■ **What to do**: Keep the images out and copy every entry below exactly.

■ **Data entries**:
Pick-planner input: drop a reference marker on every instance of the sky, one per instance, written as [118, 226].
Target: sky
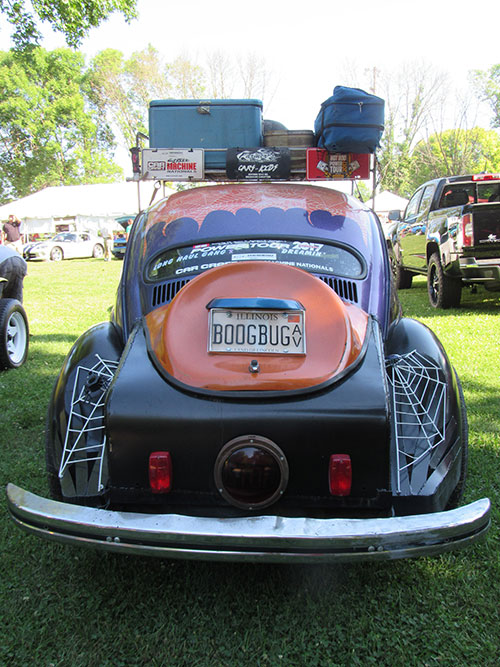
[307, 45]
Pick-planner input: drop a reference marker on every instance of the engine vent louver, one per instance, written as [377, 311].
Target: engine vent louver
[164, 293]
[346, 289]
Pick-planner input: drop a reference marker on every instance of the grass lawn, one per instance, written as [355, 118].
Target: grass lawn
[66, 606]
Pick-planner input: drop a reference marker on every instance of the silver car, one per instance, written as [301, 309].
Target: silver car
[65, 245]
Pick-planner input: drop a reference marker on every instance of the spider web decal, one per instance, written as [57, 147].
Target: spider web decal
[85, 440]
[419, 401]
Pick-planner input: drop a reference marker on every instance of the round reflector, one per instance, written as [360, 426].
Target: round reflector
[251, 472]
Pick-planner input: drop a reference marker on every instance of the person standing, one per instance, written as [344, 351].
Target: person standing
[12, 232]
[13, 269]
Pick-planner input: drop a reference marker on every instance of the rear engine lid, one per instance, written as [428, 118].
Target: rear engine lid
[255, 326]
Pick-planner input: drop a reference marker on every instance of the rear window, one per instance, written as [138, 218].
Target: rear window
[313, 257]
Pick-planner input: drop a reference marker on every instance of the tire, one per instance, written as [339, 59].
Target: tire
[14, 334]
[444, 292]
[56, 254]
[98, 251]
[458, 491]
[402, 278]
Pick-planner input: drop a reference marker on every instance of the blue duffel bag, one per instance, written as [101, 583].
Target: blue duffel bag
[351, 121]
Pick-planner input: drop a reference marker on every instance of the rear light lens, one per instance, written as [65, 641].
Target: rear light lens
[340, 474]
[160, 472]
[486, 177]
[467, 231]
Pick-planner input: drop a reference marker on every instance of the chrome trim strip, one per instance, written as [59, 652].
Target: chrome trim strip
[260, 538]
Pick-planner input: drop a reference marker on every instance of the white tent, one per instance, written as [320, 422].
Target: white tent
[79, 206]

■ **Problem solution**:
Pick-planner input: drop a reference marker on every instance of the sky, one per instance, written as [118, 226].
Target: sky
[307, 45]
Pick-planner input: drop a reference marker on every instance of the engine vent louver, one per instance, written as [377, 311].
Target: engine vent louver
[164, 293]
[346, 289]
Pick-planner input: drop a reference marker on every instance of the grass lawn, one per instance, written as [355, 118].
Target: grass lawn
[66, 606]
Pick-planner input: drop a reference marker on every instance of the silver car, one per instance, written as [301, 309].
Target: silver car
[65, 245]
Pick-planner input: drop a reference marker on every instance of the spider web decal, one per instance, written as [57, 147].
Target: spider web decal
[85, 440]
[419, 401]
Pick-planner input: drop a reference marker on every instance of the round reflector, one per instance, written as [360, 426].
Target: round reflector
[251, 472]
Pick-planner input: drop a reference marker on every instance of the person standing, one per instance, written as [344, 351].
Target: person standing
[12, 232]
[13, 269]
Pick-planner input: drop a reference marker on every instance of the rear engine lid, one per instance, written as [428, 118].
Target: rear engine lid
[255, 326]
Pick-planner input: drop a reference marker on every instance of the rear window, one per instance, written as [138, 218].
Target: rear window
[313, 257]
Pick-planner input: drop a reference marker on every instance of the tire, one per instance, written as [339, 59].
Target: tire
[14, 334]
[444, 292]
[56, 254]
[98, 251]
[458, 491]
[402, 278]
Pick-planner input: drop a reference marker on every instance of the blue duffel bag, one per instance, written as [101, 583].
Target: blue duffel bag
[351, 121]
Pick-planner input: drop a reference marker on every instance of the rear light lens, one per instance, written as [65, 641].
Target: rear light lens
[340, 474]
[160, 472]
[486, 177]
[467, 231]
Pick-planner input: drop a reference marker on every instance of the chrome trim strip, one per instance, written as [59, 652].
Target: chrome trim strip
[260, 538]
Pick-planner input: drop a reference marker on every instance of the white tent, one per instance, written as [320, 422].
Target: white tent
[79, 206]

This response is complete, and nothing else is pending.